** START OF Records supplied **

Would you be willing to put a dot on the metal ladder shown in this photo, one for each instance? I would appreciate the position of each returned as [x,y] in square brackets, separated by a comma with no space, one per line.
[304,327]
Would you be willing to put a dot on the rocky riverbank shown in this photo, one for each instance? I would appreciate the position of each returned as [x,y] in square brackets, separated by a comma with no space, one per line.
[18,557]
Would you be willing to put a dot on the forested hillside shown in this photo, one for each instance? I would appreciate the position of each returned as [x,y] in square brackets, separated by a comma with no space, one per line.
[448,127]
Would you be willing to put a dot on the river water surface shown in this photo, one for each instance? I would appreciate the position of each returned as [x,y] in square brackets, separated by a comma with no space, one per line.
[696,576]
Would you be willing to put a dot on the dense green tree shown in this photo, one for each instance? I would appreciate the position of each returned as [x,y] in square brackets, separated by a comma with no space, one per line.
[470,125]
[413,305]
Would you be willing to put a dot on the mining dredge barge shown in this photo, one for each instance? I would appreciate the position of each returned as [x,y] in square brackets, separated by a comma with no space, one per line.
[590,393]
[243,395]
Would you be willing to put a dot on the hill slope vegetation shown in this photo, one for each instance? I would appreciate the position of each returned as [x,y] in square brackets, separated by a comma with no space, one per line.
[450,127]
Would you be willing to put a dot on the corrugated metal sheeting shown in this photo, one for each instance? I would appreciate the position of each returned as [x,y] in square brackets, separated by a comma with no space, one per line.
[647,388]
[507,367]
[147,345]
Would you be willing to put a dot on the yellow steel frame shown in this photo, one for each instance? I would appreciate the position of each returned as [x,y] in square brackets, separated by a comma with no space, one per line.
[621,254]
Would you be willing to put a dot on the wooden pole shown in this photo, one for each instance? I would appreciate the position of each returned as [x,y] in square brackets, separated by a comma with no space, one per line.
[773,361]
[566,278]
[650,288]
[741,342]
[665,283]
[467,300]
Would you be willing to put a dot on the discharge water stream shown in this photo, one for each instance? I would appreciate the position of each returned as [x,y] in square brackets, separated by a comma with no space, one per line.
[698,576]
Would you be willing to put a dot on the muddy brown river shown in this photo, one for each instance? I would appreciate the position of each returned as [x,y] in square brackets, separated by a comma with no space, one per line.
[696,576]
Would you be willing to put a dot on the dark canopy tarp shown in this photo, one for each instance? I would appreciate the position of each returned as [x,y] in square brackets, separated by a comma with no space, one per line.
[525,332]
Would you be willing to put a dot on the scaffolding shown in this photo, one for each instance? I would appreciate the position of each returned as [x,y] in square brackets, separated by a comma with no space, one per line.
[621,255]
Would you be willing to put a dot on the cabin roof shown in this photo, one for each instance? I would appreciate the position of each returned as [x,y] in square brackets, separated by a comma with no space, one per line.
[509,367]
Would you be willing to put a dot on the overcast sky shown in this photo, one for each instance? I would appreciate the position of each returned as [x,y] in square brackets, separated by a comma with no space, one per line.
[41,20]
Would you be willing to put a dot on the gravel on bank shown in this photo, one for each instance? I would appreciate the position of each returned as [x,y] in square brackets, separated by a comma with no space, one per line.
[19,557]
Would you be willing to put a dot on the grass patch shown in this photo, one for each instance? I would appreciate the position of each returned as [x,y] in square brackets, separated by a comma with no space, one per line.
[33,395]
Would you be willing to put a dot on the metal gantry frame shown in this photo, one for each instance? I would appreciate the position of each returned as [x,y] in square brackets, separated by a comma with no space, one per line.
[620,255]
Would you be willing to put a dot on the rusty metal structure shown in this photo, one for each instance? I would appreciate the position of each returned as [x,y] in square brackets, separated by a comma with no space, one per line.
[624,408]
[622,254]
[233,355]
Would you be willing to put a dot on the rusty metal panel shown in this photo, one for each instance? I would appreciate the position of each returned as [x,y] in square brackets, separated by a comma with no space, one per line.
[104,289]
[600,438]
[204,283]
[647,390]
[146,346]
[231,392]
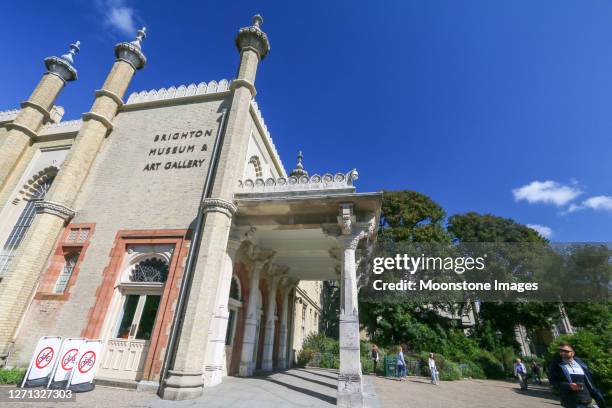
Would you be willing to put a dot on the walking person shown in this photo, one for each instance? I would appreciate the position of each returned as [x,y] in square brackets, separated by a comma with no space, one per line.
[375,356]
[574,381]
[535,373]
[433,369]
[520,372]
[401,364]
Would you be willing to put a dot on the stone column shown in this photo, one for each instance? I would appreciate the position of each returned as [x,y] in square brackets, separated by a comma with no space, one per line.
[56,210]
[247,364]
[215,351]
[283,332]
[36,110]
[268,350]
[185,376]
[350,388]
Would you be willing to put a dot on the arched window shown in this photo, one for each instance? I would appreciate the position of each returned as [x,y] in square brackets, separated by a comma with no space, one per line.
[38,192]
[150,270]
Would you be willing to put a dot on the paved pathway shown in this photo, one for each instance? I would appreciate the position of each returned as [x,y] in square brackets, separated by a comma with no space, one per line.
[417,392]
[298,388]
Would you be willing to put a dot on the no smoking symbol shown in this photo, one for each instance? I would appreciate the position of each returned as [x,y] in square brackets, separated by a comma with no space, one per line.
[69,359]
[87,362]
[44,357]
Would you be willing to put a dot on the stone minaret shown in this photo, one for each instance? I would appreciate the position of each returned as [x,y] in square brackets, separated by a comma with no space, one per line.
[36,110]
[56,210]
[185,374]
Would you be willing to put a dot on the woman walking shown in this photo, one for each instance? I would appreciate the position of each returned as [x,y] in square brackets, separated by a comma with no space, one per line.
[375,356]
[401,364]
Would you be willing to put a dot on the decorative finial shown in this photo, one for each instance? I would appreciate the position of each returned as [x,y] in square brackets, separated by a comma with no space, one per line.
[140,35]
[74,49]
[252,37]
[131,52]
[299,168]
[62,66]
[257,20]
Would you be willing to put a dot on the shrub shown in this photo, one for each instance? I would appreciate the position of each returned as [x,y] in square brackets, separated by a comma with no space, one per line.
[304,357]
[471,370]
[11,375]
[450,371]
[490,365]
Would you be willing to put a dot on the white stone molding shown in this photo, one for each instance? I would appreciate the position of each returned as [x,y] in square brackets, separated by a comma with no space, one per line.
[247,84]
[105,92]
[340,181]
[32,134]
[181,91]
[102,119]
[8,115]
[218,205]
[266,135]
[53,208]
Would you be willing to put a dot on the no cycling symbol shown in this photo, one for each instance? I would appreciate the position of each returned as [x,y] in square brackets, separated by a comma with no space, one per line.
[87,362]
[44,357]
[69,359]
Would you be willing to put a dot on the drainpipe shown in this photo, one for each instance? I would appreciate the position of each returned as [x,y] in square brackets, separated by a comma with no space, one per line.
[190,263]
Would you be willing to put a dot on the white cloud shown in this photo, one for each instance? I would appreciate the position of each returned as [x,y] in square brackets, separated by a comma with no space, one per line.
[543,230]
[118,15]
[601,203]
[548,192]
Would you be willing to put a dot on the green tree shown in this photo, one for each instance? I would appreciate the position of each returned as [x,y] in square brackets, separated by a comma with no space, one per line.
[330,309]
[504,316]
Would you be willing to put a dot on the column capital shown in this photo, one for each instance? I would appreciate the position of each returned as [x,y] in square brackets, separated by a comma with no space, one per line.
[63,66]
[218,205]
[253,38]
[131,52]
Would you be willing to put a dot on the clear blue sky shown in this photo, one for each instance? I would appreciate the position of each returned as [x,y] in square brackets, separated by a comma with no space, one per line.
[465,101]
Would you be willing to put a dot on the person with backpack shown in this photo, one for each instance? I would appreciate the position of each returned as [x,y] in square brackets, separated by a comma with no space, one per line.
[375,356]
[401,364]
[520,372]
[574,381]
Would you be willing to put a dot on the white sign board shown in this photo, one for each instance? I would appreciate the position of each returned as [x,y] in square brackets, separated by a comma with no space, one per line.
[43,360]
[87,362]
[66,359]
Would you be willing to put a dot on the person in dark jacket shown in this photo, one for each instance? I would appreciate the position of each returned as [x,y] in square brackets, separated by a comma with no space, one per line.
[572,377]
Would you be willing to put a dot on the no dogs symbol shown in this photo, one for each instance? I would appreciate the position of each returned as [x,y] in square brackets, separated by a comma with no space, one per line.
[44,357]
[69,359]
[87,362]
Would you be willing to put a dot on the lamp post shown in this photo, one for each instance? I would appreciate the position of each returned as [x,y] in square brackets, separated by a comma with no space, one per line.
[499,336]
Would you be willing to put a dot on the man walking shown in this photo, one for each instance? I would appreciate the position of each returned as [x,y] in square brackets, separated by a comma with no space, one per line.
[572,377]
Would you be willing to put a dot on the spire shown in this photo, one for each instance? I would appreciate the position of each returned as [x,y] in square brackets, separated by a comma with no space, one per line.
[131,52]
[74,49]
[299,168]
[140,35]
[254,38]
[63,66]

** END OF Records supplied **

| Work instructions |
Can you copy out the part of the records that starts with the line containing "the person in" and runs through the end of the records, swapping "lamp post" for "streetlight" and leaving everything else the same?

| Response below |
Would you be willing to put a dot on the person in dark jacket shown in this photo, one for each instance? I would appreciate the position of each returned as [x,y] in square brackets, separated by a comma with no space, one per line.
[572,377]
Would you be willing to put a dot on the no dogs symbol shown in this photo, one for each instance? I would appreciate the position of each returned as [x,y] in square brackets, separated by a comma with no space, one per line.
[44,357]
[69,359]
[87,362]
Would you be willing to put a dot on the streetlight shown in this photo, one for each instance? I would appreciate the position of each returned as [x,y] in square brackets, separated by a comma with no space, one per line.
[499,336]
Would you be willing to put a dot on the man walking shown in this photo, one for each instance? I would appreciate the position of each returned as [x,y] in square brackets, separated by a comma with no space, one per line.
[572,377]
Would you be willing to put a dot on the spire shown in this photo, one for each instance? I would appreciate the position of each returned as [x,y] in square brackets, separated by a comma with no space, one per line.
[131,52]
[74,49]
[299,168]
[140,35]
[254,38]
[63,66]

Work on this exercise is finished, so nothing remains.